(Pointing dataset records)
===============

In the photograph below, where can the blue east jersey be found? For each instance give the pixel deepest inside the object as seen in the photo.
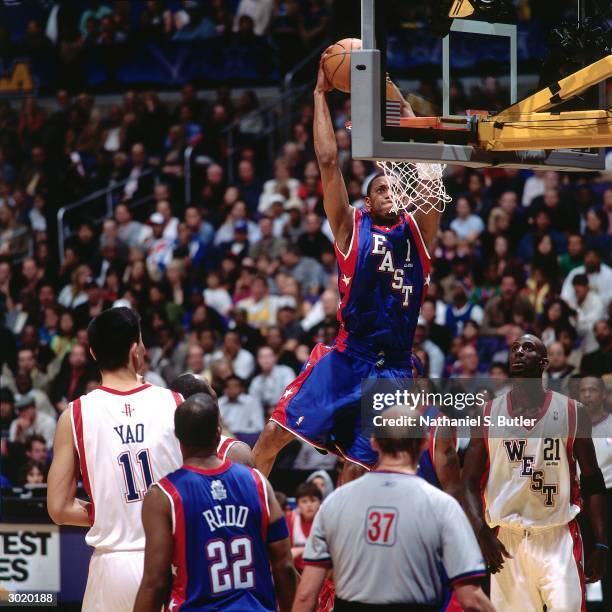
(220, 524)
(382, 280)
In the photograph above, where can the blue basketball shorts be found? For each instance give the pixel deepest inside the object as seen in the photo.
(322, 406)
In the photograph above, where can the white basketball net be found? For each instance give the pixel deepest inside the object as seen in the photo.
(416, 185)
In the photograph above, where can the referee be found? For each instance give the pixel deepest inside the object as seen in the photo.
(389, 535)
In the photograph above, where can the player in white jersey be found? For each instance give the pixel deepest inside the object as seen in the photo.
(522, 494)
(592, 393)
(229, 448)
(121, 438)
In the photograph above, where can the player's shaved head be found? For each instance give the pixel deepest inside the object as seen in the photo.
(189, 384)
(398, 434)
(370, 183)
(528, 356)
(197, 425)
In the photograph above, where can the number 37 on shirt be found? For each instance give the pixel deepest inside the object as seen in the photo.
(381, 525)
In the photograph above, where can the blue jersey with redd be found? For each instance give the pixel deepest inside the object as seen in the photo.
(382, 282)
(220, 522)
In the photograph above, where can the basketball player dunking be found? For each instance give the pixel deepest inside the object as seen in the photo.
(384, 267)
(526, 523)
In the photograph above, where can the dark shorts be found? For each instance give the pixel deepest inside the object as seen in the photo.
(322, 406)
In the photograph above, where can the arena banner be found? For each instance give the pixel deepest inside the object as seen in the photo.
(29, 557)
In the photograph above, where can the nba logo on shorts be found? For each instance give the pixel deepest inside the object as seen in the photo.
(218, 490)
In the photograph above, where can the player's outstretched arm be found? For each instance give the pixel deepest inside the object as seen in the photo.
(63, 506)
(473, 469)
(240, 452)
(335, 197)
(593, 489)
(279, 552)
(307, 595)
(446, 463)
(159, 548)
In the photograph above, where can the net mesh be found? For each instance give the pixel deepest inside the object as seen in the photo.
(416, 186)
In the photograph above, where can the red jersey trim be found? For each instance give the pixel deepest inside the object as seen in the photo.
(77, 419)
(224, 447)
(391, 472)
(280, 412)
(356, 216)
(485, 473)
(572, 419)
(577, 549)
(130, 392)
(323, 563)
(263, 502)
(603, 418)
(346, 266)
(538, 416)
(212, 472)
(387, 228)
(467, 576)
(179, 559)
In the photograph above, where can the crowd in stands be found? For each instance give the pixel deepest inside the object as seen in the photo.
(75, 44)
(239, 284)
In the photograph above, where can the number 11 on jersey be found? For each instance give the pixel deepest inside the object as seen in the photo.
(133, 493)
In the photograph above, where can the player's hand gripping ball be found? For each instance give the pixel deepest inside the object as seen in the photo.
(336, 63)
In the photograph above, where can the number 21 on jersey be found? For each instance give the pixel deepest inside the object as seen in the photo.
(381, 525)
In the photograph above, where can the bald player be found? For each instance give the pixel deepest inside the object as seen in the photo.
(388, 533)
(522, 494)
(229, 448)
(216, 538)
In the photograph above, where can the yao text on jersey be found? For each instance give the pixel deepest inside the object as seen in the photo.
(125, 442)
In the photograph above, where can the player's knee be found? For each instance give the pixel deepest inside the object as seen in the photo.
(272, 439)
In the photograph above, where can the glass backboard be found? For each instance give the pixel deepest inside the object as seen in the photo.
(456, 69)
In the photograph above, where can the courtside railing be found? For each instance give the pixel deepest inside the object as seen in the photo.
(100, 206)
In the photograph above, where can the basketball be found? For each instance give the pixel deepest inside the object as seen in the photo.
(337, 63)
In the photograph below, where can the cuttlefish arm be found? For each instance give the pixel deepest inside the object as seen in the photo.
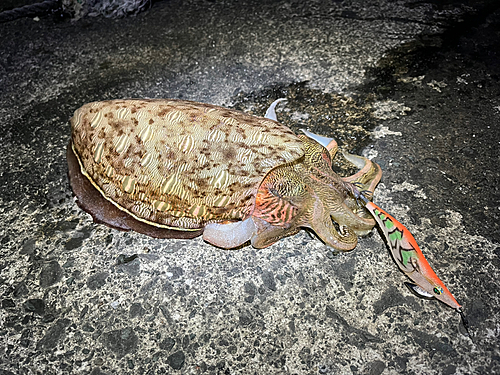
(410, 259)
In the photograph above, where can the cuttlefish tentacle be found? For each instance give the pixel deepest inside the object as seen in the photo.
(368, 176)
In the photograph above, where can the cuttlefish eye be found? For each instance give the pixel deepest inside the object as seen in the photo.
(438, 290)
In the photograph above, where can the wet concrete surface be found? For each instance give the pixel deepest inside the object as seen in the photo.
(414, 85)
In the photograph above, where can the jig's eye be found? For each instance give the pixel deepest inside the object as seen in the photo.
(438, 290)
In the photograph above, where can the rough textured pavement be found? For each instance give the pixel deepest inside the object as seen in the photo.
(412, 84)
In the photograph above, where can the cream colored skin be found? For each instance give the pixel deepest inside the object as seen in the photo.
(188, 166)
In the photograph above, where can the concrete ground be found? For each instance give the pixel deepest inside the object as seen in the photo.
(412, 84)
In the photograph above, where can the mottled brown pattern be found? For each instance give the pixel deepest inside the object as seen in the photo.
(187, 182)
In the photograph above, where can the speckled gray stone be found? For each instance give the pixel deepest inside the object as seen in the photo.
(414, 85)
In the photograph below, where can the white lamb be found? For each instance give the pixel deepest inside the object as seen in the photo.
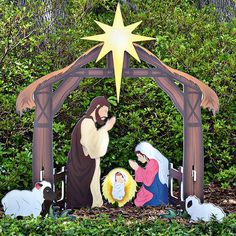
(204, 211)
(26, 203)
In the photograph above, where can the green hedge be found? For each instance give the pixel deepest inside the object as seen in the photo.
(102, 225)
(187, 38)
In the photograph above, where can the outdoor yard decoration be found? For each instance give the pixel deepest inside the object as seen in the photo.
(88, 144)
(117, 44)
(119, 186)
(155, 176)
(26, 203)
(204, 211)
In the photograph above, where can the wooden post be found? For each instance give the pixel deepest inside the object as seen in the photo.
(43, 137)
(193, 163)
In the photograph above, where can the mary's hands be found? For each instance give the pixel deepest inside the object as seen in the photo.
(133, 164)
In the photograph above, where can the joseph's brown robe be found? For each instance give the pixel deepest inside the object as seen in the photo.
(88, 144)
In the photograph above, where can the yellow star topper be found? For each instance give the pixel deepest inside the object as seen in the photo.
(118, 39)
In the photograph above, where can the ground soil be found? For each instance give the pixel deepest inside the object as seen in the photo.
(226, 199)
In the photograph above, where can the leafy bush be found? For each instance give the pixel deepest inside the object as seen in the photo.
(187, 38)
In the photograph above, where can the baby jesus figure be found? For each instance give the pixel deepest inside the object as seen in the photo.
(118, 187)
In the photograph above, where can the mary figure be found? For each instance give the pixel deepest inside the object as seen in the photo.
(155, 176)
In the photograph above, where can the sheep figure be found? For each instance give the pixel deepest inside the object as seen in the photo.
(26, 203)
(204, 211)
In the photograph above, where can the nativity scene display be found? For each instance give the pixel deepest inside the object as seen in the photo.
(148, 181)
(119, 187)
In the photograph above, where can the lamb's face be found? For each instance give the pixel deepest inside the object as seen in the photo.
(45, 188)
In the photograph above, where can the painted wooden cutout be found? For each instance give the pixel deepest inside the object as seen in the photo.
(205, 211)
(154, 177)
(119, 186)
(88, 145)
(188, 101)
(25, 202)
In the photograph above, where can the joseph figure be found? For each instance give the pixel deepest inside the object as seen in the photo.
(88, 145)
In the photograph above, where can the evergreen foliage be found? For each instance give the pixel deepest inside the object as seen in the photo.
(187, 39)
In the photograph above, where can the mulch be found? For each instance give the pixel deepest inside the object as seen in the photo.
(226, 199)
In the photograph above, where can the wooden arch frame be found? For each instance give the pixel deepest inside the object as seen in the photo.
(188, 102)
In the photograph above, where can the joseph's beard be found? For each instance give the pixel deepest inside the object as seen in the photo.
(99, 120)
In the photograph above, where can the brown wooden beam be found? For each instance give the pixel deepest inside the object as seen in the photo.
(193, 162)
(42, 137)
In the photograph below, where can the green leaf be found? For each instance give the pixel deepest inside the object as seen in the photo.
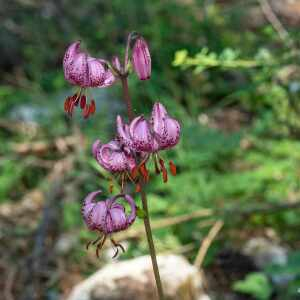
(140, 213)
(255, 284)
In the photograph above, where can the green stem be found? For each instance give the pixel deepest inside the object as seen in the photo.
(144, 203)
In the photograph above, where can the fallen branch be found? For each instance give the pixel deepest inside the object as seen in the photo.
(207, 242)
(275, 22)
(62, 145)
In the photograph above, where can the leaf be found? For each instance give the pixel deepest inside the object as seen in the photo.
(255, 284)
(140, 213)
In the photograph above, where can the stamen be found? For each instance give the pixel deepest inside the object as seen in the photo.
(157, 170)
(82, 101)
(86, 111)
(138, 188)
(116, 253)
(164, 170)
(67, 104)
(134, 172)
(93, 242)
(122, 182)
(172, 168)
(144, 172)
(92, 107)
(117, 245)
(111, 186)
(100, 245)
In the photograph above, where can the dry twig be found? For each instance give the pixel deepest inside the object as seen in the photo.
(207, 242)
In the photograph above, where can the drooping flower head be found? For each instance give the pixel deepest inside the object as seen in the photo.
(144, 136)
(107, 217)
(115, 158)
(84, 71)
(141, 59)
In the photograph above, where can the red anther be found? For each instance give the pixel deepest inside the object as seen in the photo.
(164, 170)
(76, 101)
(144, 172)
(134, 172)
(71, 108)
(111, 187)
(92, 107)
(82, 101)
(67, 104)
(138, 188)
(86, 111)
(74, 97)
(157, 170)
(172, 168)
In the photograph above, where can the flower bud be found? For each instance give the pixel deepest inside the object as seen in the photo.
(141, 59)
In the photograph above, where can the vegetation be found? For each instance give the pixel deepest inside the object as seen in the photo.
(232, 80)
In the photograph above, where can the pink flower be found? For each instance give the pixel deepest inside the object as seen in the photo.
(107, 217)
(162, 132)
(141, 59)
(149, 137)
(166, 130)
(113, 157)
(86, 72)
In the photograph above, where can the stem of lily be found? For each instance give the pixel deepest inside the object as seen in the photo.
(144, 202)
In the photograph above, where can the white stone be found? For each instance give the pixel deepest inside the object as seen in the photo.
(134, 280)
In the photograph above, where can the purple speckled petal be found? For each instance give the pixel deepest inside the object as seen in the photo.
(141, 59)
(69, 57)
(84, 70)
(95, 147)
(117, 64)
(78, 71)
(118, 219)
(111, 157)
(97, 217)
(123, 132)
(108, 79)
(93, 211)
(171, 136)
(142, 140)
(159, 114)
(96, 72)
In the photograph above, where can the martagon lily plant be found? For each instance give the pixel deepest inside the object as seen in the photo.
(136, 143)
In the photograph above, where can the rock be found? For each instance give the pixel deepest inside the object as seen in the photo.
(265, 252)
(134, 280)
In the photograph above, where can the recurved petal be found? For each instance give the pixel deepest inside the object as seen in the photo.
(123, 132)
(78, 71)
(96, 219)
(118, 218)
(171, 134)
(158, 116)
(139, 130)
(141, 59)
(96, 72)
(70, 54)
(108, 79)
(111, 157)
(88, 205)
(116, 63)
(95, 147)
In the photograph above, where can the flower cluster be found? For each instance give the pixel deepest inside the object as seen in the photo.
(106, 217)
(127, 155)
(85, 71)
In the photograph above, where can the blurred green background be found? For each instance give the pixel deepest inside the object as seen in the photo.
(228, 74)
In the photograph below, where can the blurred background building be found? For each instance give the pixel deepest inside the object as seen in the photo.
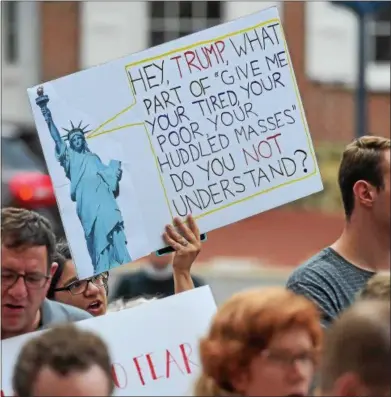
(45, 40)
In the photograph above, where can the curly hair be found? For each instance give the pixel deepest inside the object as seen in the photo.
(25, 228)
(63, 349)
(244, 326)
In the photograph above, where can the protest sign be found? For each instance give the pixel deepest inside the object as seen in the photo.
(154, 346)
(210, 124)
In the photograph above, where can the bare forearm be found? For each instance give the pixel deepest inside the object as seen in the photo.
(182, 281)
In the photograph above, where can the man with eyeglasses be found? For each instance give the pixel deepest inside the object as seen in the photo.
(89, 294)
(27, 266)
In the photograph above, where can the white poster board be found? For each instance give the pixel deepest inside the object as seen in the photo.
(164, 332)
(210, 124)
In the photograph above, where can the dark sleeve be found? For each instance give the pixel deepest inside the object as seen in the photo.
(320, 297)
(122, 289)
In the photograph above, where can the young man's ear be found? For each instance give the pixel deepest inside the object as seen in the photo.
(364, 193)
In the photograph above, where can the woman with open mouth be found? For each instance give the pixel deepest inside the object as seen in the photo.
(91, 294)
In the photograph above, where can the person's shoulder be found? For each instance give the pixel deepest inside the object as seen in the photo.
(314, 269)
(58, 312)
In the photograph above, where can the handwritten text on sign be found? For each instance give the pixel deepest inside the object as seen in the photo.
(222, 120)
(164, 362)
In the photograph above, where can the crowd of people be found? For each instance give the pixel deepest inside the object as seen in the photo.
(326, 333)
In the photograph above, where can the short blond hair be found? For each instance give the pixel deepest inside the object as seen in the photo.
(378, 287)
(362, 159)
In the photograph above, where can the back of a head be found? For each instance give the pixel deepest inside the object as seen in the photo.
(24, 228)
(356, 352)
(378, 287)
(244, 326)
(64, 349)
(362, 159)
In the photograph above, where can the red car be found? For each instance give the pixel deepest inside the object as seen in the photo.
(24, 178)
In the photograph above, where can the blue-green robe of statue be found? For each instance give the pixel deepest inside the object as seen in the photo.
(94, 187)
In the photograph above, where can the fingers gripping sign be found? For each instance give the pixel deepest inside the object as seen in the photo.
(186, 242)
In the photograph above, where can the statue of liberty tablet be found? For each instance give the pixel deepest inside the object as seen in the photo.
(94, 187)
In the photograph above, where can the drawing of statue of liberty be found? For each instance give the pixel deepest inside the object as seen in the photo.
(94, 187)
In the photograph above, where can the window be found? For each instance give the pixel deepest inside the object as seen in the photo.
(173, 19)
(380, 31)
(9, 24)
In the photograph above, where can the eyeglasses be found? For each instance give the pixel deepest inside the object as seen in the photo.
(287, 359)
(31, 280)
(79, 287)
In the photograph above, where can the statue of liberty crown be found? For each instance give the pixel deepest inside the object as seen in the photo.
(79, 129)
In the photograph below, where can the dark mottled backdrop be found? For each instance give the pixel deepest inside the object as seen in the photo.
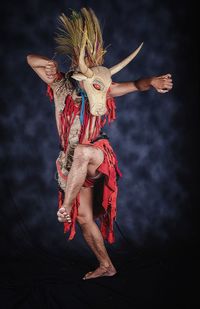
(154, 135)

===============

§ **Task requirements**
Make an exact copy of the lines of the records from the line containing "In the photograph above, where can the short" through the final line, both ends included, but not of the pictures.

§ **Response to this exercise**
In the photograph above, where can the short blond hair be found? For each instance give the pixel deepest inside the object as seen in the photo.
(378, 287)
(362, 159)
In the photograph above, where can the back of a head be found? For each instance give the pixel deepest inside the object as seen in the photo.
(24, 228)
(356, 352)
(378, 287)
(244, 326)
(64, 349)
(362, 159)
In the photograph above, where can the red car be found? For each instance give the pixel deepest inside the object as seen in the photo.
(24, 178)
In the photograph above, where can the blue-green robe of statue be found? For each instance give the pixel deepest inside the object as seen in the photo.
(94, 187)
In the photograph above, where can the fingers gripping sign be found? For each instance give the pixel deepest inside the object as seen in the photo.
(186, 242)
In the photograph above, where can the statue of liberty tablet be found? For each instance give the pixel deepest inside the object as seen in the photo.
(94, 187)
In the photograph above, where can the drawing of statue of liberty be found? For each instance give the pixel deepest inside the object as seen in the photo.
(94, 187)
In the photograph above, where can the window be found? For each instance give the pixel deepest inside the object as seen in the photo.
(173, 19)
(380, 31)
(9, 24)
In the photograph above, where can the eyeglasses be found? For each instance give the pixel deepest inside the object as seen in the photo.
(287, 359)
(31, 280)
(79, 287)
In the photograph above, where can the statue of liberty crown be found? For each instance give the pixel deepest inside the object as seen in the photo.
(79, 129)
In the photograph below, where can the dark mottled backdrop be found? For each instance give the pixel deepest inside the object as seen in the photo.
(154, 135)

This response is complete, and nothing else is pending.